═════ PROVIDED PASSAGE

Magistrate Not Bound to Give Detailed Reasons for Cognizance: Supreme Court.


The Supreme Court of India has set aside a judgment of the High Court of Jharkhand at Ranchi, which had remitted a matter back to the Additional Judicial Commissioner for passing a fresh order on cognizance. The apex court held that a Magistrate taking cognizance of an offence is not required to record detailed reasons for doing so.

The appeal arose from a case of Pramila Devi & Others v/s The State of Jharkhand & Another., where the Respondent No.2 (Informant) filed an FIR against the Appellants, who are the first wife and children of her deceased husband, alleging offences under Sections 498A, 406, and 420 of the Indian Penal Code (IPC) and Section 3(1)(iv) of The Scheduled Castes and the Scheduled Tribes (Prevention of Atrocities) Act, 1989 (SC/ST Act).

 
 


The core allegation of the Informant was that the deceased had misrepresented himself as unmarried and married her, and subsequently, she and her children were harassed and ousted from their house by the deceased and the Appellants. The Additional Judicial Commissioner, after perusing the case diary and records, took cognizance of the offences against the accused, including the Appellants.

The High Court, in the Impugned Judgment, set aside this cognizance order, stating that the prima facie material against the Appellants had not been disclosed in the order, and remitted the matter for a fresh order.

══════════

WRITTEN PROBLEM 1 — Revise the cognizance ruling report between "Magistrate Not Bound" and "for doing so.", inclusive, so that "highest court" takes the place of "apex court".
WRITTEN PROBLEM 2 — From the cognizance ruling report, list every statutory provision under which the Informant alleged offences in her FIR.
WRITTEN PROBLEM 3 — Carry on the cognizance ruling report from the point where it stops.
The entries that come after the cognizance ruling report were drawn from a separate source.

═════ PROVIDED MATERIAL

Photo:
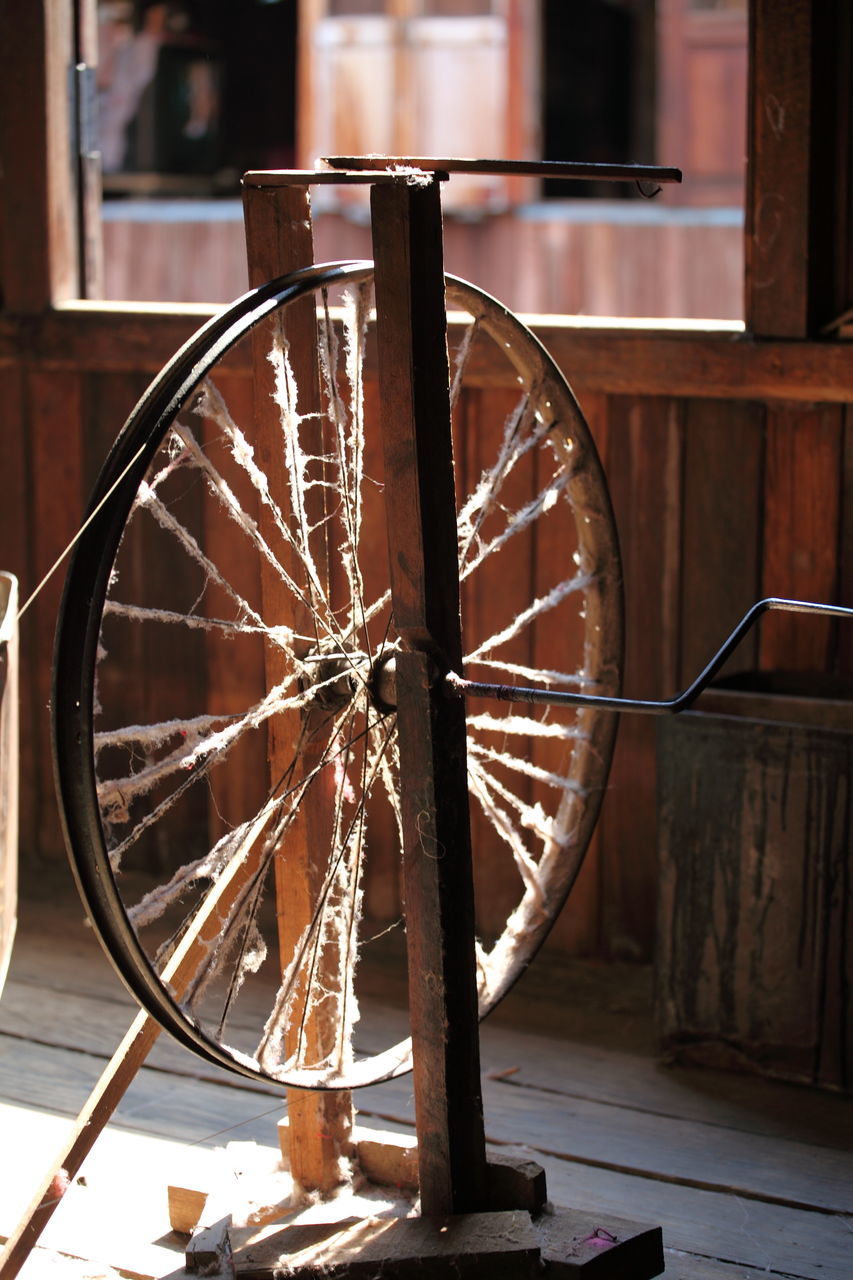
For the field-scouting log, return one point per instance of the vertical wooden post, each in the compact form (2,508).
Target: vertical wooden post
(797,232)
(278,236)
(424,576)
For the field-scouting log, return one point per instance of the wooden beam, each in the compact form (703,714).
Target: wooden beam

══════════

EXERCISE OUTPUT 1 —
Magistrate Not Bound to Give Detailed Reasons for Cognizance: Supreme Court.


The Supreme Court of India has set aside a judgment of the High Court of Jharkhand at Ranchi, which had remitted a matter back to the Additional Judicial Commissioner for passing a fresh order on cognizance. The highest court held that a Magistrate taking cognizance of an offence is not required to record detailed reasons for doing so.

EXERCISE OUTPUT 2 —
- Section 498A of the Indian Penal Code
- Section 406 of the Indian Penal Code
- Section 420 of the Indian Penal Code
- Section 3(1)(iv) of The Scheduled Castes and the Scheduled Tribes (Prevention of Atrocities) Act, 1989

EXERCISE OUTPUT 3 —
Before the Supreme Court, the Appellants challenged the High Court's decision to remit the matter, arguing that the entire criminal proceedings should have been quashed due to the absence of a prima facie case and the alleged mala fide intention behind the FIR.

The Supreme Court, in its analysis, framed two key issues: firstly, whether the Additional Judicial Commissioner was obligated to record detailed reasons while taking cognizance, and secondly, whether the FIR was instituted with mala fide intention and liable to be quashed.

On the first issue, the Supreme Court unequivocally stated that the High Court's approach was "totally erroneous." The apex court referred to the cognizance order, which explicitly mentioned the perusal of the 'case diary and case record' revealing a prima facie case against the accused. Citing precedents like Bhushan Kumar v State (NCT of Delhi), the Court reiterated that a summoning order under Section 204 of the Cr.P.C. does not necessitate explicit reasons, as it is assumed that the Magistrate has applied their mind to the allegations and the accompanying materials.

The Court emphasized that at the stage of taking cognizance, the Magistrate's role is to ascertain whether there is sufficient ground for proceeding, not whether there is sufficient ground for conviction. Detailed reasoning is not a legal requirement at this stage.

Regarding the Appellants' contention that the FIR was mala fide, the Supreme Court noted that the pleadings did not contain a categorical statement that no evidence had emerged during the police investigation to warrant the taking of cognizance against them. The Court also pointed out the State's argument that sufficient material justifying cognizance was indeed found during the investigation. Furthermore, the Court, having examined the chargesheet (despite the Appellants' failure to provide a translated copy as directed), found that the police had deemed the allegations true based on investigation, site inspection, and witness statements.

Consequently, the Supreme Court found that the cognizance order dated 13.06.2019 was in accordance with the law and did not warrant interference by the High Court. To rectify the High Court's error on the legal requirement of detailed reasons for taking cognizance, the Supreme Court set aside the Impugned Judgment in its entirety.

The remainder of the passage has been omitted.